Copy each of the following entries back without change.

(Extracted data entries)
=== Begin Enclosure ===

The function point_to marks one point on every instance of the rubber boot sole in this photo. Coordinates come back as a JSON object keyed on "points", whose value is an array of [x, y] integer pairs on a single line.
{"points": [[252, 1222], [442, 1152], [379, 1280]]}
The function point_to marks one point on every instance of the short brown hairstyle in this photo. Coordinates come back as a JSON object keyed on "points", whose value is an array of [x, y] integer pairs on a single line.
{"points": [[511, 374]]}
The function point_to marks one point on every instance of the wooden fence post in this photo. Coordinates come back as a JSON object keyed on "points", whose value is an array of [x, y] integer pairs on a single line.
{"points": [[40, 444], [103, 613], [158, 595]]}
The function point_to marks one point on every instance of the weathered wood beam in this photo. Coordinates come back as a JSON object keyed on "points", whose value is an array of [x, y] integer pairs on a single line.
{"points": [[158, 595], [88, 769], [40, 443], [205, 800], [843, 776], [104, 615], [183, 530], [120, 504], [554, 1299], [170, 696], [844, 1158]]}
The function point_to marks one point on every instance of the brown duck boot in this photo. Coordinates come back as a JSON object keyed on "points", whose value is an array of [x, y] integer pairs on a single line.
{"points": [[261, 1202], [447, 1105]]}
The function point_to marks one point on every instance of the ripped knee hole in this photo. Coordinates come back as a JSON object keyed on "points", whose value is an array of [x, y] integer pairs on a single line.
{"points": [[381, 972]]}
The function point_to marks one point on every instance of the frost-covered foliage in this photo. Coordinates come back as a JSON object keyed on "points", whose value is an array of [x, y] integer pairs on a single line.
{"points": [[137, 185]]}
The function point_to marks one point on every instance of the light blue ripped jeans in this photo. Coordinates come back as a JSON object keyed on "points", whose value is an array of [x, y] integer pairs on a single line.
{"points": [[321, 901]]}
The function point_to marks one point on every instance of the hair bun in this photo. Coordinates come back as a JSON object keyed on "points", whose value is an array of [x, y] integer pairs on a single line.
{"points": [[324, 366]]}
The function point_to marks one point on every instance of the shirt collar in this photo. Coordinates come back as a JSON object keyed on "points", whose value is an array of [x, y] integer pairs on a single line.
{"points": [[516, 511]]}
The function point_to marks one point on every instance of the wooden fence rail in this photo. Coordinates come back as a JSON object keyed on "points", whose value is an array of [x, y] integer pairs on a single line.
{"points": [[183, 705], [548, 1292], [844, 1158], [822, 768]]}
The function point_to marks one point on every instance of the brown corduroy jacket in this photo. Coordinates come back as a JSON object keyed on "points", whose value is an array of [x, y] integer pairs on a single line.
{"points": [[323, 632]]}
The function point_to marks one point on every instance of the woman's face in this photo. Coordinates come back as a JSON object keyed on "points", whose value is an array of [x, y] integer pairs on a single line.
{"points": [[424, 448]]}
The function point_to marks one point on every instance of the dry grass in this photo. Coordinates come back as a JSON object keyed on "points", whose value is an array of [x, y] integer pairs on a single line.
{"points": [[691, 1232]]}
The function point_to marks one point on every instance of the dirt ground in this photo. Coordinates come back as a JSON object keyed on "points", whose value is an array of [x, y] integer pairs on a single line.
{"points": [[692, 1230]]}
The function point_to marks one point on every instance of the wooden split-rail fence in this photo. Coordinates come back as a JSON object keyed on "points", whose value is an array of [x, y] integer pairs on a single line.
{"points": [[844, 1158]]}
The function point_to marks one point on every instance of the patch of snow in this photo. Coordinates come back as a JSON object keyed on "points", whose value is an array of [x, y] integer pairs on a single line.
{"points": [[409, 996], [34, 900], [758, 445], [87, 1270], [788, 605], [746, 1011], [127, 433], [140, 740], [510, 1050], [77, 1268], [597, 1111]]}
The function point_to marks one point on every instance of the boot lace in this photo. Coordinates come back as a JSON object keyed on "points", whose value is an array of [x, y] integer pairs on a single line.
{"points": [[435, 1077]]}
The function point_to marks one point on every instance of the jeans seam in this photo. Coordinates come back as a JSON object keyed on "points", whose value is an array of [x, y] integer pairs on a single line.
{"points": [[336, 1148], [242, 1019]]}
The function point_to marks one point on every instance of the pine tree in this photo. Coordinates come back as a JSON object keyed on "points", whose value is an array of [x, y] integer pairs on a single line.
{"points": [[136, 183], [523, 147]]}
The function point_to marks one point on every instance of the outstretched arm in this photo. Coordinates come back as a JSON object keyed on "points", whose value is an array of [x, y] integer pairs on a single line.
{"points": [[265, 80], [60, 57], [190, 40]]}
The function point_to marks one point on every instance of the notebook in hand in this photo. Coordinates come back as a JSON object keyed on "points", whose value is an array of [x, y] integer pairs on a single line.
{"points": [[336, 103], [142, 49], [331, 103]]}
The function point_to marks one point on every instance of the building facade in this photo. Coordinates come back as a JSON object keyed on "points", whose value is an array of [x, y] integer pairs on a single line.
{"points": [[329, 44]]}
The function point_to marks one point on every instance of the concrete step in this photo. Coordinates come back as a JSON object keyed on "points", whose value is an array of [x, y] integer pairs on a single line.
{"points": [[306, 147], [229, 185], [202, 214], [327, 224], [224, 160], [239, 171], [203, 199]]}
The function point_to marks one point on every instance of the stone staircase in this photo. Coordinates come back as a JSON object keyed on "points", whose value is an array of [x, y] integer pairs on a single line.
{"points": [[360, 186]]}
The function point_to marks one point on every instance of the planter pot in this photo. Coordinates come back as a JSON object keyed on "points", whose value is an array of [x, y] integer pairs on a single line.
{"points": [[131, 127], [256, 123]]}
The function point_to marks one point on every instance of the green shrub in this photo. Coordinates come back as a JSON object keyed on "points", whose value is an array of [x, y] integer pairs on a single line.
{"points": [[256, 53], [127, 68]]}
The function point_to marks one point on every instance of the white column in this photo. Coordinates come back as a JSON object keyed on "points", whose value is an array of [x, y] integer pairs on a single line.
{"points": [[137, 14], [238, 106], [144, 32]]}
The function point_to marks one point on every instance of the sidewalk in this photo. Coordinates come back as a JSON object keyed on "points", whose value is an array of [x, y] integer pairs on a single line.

=== End Enclosure ===

- _ANSWER BOX_:
The function point_to marks one point on every instance of the rubber boot sole in this photo. Coordinates come back as a JSON object keyed on "points", whose value is an array of [x, y] integer pairs on a single line.
{"points": [[252, 1222], [442, 1152], [379, 1280]]}
The function point_to marks one point on every instance of the short brown hairstyle in this photo. Coordinates come back as a JSON object keyed on "points", whose value is an array of [x, y] integer pairs on a single line.
{"points": [[511, 374]]}
The function point_to marks one point on every instance of the wooden fence post in this photo. Coordinates come back as a JSON object keyed on "points", whose value is an array of [x, y] integer pairs on a single line.
{"points": [[40, 444], [103, 613], [158, 595]]}
The function point_to marks one point on every instance of the weathered wood beam in this photo. Coordinates come back as a JSON object keyed on "points", whose value is an array of [x, y] integer pairs on a single line.
{"points": [[158, 595], [88, 769], [40, 443], [205, 800], [843, 776], [104, 615], [183, 530], [120, 504], [554, 1299], [170, 696], [844, 1158]]}
The function point_to marks one point on every instance of the brown duck boot in this photo. Coordinates come back as a JSON object keyed on "points", whose value is an array of [x, y] integer pairs on a single line.
{"points": [[261, 1202], [447, 1105]]}
The function point_to marks one point on every instance of the ripped knee hole in this photo. Coordinates come back as a JSON object keyed on "points", whose value is an array of [x, y] integer pairs on a single line.
{"points": [[381, 972]]}
The function point_to marks one point on every instance of the frost-covered foliage in this photo. Coordinates come back as a JSON object keyed on "points", whose value is an array of [x, y] integer pairs on a single line.
{"points": [[137, 185]]}
The function point_to marks one point on every instance of the light blue ripped jeans in this photo. Coordinates come back as a JSON object keyed on "points", whose value is an array of [x, y] integer pairs on a single line.
{"points": [[321, 901]]}
The function point_to marks one point on every instance of the hair bun in this photo. Coordinates come back as a JSON object keyed on "points", whose value is an array of [x, y] integer pairs on a single line.
{"points": [[324, 366]]}
The function point_to marks one point on every instance of the shirt collar in this photo. Coordinates come back as a JSON object keyed on "points", whose value is an array of [x, y] integer pairs on a single line.
{"points": [[516, 511]]}
The function point_to marks one point on every instance of the wooden fence rail in this photo. Coordinates come back as a JSON object keyed on "points", whose value is an array of [x, y] integer pairs on a single line.
{"points": [[183, 705], [548, 1292], [844, 1158], [822, 768]]}
The function point_to marks one point on every instance of the brown corduroy jacket in this photo. Coordinates come back as a JSON object keyed on "points", whose value is an array of [x, y] integer pairs on a single line.
{"points": [[323, 632]]}
The function point_to marks one point on every instance of the woman's face in this photo. Coordinates come back as a JSON object keyed on "points", whose value is an array of [x, y] integer pairs on a single line.
{"points": [[424, 448]]}
The function point_to marks one point on every instance of the dry grass in this photo. Coordinates come back as a JSON object keyed on "points", whose value is an array of [x, y] integer pairs on a single line.
{"points": [[691, 1232]]}
The function point_to marks one point on every instance of the dirt ground in this photo. Coordinates come back as a JSON object keyed on "points", whose value is an array of [x, y] integer pairs on a single line.
{"points": [[692, 1230]]}
The function point_to marks one point on every instance of the wooden split-rail fence in this photo. Coordinates come back as a JSON object keyed on "points", whose value is an array of [x, y] integer pairs on a single line.
{"points": [[844, 1158]]}
The function point_to marks one point on every instance of the patch of snow in this photo. Coordinates come back as a JSON object keyed on "points", whose value is an array of [x, y] integer pairs on a single line.
{"points": [[409, 996], [34, 900], [758, 445], [87, 1270], [788, 605], [746, 1011], [127, 433], [140, 740], [510, 1050], [77, 1268], [597, 1111]]}
The function point_to marks one point on every instance of the boot lace in this photo. Coordinates come back as a JSON object keyed on "points", whose value is an array of [x, y] integer pairs on a single line.
{"points": [[435, 1077]]}
The function point_to marks one point on every instance of the jeans seam in this photo. Coordinates come back as a JSON object keyed on "points", whose value is an array of [x, y] integer pairs on a single line.
{"points": [[336, 1148], [242, 1019]]}
The function point_to marks one point on every instance of the pine tree in this photo. Coordinates come back as a JSON object keyed on "points", whose value is an array of [x, y] integer pairs on a single line.
{"points": [[136, 183], [523, 147]]}
The function point_to marks one point on every instance of the outstretched arm in this photo. Coordinates come back as a JSON object keyed on "points", whose value is an array of [x, y] integer pairs on a single line.
{"points": [[265, 80], [60, 57], [190, 40]]}
The function point_to marks one point on every instance of the notebook in hand in this photo. Coordinates come back as a JSON object keyed on "points", whose value is an array of [x, y] integer pairs on a single line.
{"points": [[336, 103], [142, 49], [331, 103]]}
The function point_to marks one point on every instance of the building facade in this photo. Coordinates come back as a JSON object keyed on "points", whose value is an array of [x, y] integer pairs on a single line.
{"points": [[329, 44]]}
The function point_to marks one point on every instance of the concrete step in this photo. Coordinates come back as a JSON object keyed on "points", whose value is an array of [x, y] integer pairs on a single line.
{"points": [[306, 147], [229, 185], [202, 214], [327, 224], [224, 160], [239, 171], [203, 199]]}
The function point_to marks one point on every instance of the stone staircase in this photo. Coordinates come back as a JSON object keyed on "points", whose value is an array of [x, y] integer pairs on a single line.
{"points": [[360, 186]]}
The function point_to marks one point on every instance of the planter pot in this photo. Coordinates come back as a JSON object keyed on "points", whose value is an array of [x, y] integer pairs on a single line.
{"points": [[131, 127], [256, 123]]}
The function point_to marks one point on every instance of the green shrub in this photo. Coordinates come back as a JSON object keyed on "points", whose value is an array of [x, y] integer pairs on a single line.
{"points": [[256, 53], [127, 68]]}
The function point_to marks one point on every instance of the white column in this photo. Coordinates come back as a JSON object keyed on "points", whose value is an array of [x, y] integer pairs on a single line.
{"points": [[137, 14], [238, 106], [144, 32]]}
The function point_to marks one point on every instance of the sidewalk in this photo. Coordinates come back as a JSON object keyed on "points", whose value is an array of [x, y] integer pairs on a single line.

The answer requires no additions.